What is being asked: Write out exactly the lines running from the one that contains "Indicate the mountain" through the end of the material.
--------
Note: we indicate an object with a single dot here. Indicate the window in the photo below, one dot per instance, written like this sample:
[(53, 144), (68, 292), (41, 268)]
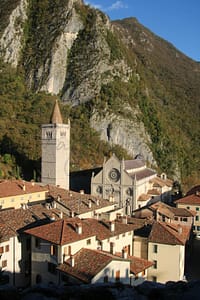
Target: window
[(63, 133), (64, 278), (49, 134), (88, 242), (155, 264), (69, 250), (117, 275), (51, 268), (28, 244), (4, 263), (155, 248), (54, 250), (37, 243), (154, 278)]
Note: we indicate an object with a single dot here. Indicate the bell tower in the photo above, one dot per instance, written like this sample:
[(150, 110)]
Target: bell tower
[(56, 150)]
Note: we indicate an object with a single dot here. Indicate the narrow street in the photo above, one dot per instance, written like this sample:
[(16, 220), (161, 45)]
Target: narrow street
[(192, 266)]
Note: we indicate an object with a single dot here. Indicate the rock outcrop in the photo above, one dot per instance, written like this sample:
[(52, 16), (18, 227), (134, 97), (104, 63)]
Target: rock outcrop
[(11, 42)]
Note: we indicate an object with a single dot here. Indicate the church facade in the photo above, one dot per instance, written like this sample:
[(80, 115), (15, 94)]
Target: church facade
[(129, 183), (56, 150)]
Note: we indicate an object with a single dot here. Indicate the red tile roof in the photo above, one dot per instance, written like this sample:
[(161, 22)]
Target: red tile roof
[(20, 218), (194, 190), (142, 174), (139, 264), (19, 187), (134, 164), (88, 263), (167, 233), (193, 199), (63, 232), (6, 232), (159, 182), (77, 202)]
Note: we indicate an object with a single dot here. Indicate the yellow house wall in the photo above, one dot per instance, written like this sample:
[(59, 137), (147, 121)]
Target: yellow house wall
[(18, 200), (195, 208), (170, 262)]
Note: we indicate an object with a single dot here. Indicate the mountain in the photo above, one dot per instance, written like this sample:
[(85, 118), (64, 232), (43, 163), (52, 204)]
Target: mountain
--------
Result of the exercise:
Note: we indicate an object with a single dot here. Indicate the mountain in the photo above, one dot per instance, written like this sample:
[(85, 118), (64, 232), (43, 163), (52, 204)]
Target: mountain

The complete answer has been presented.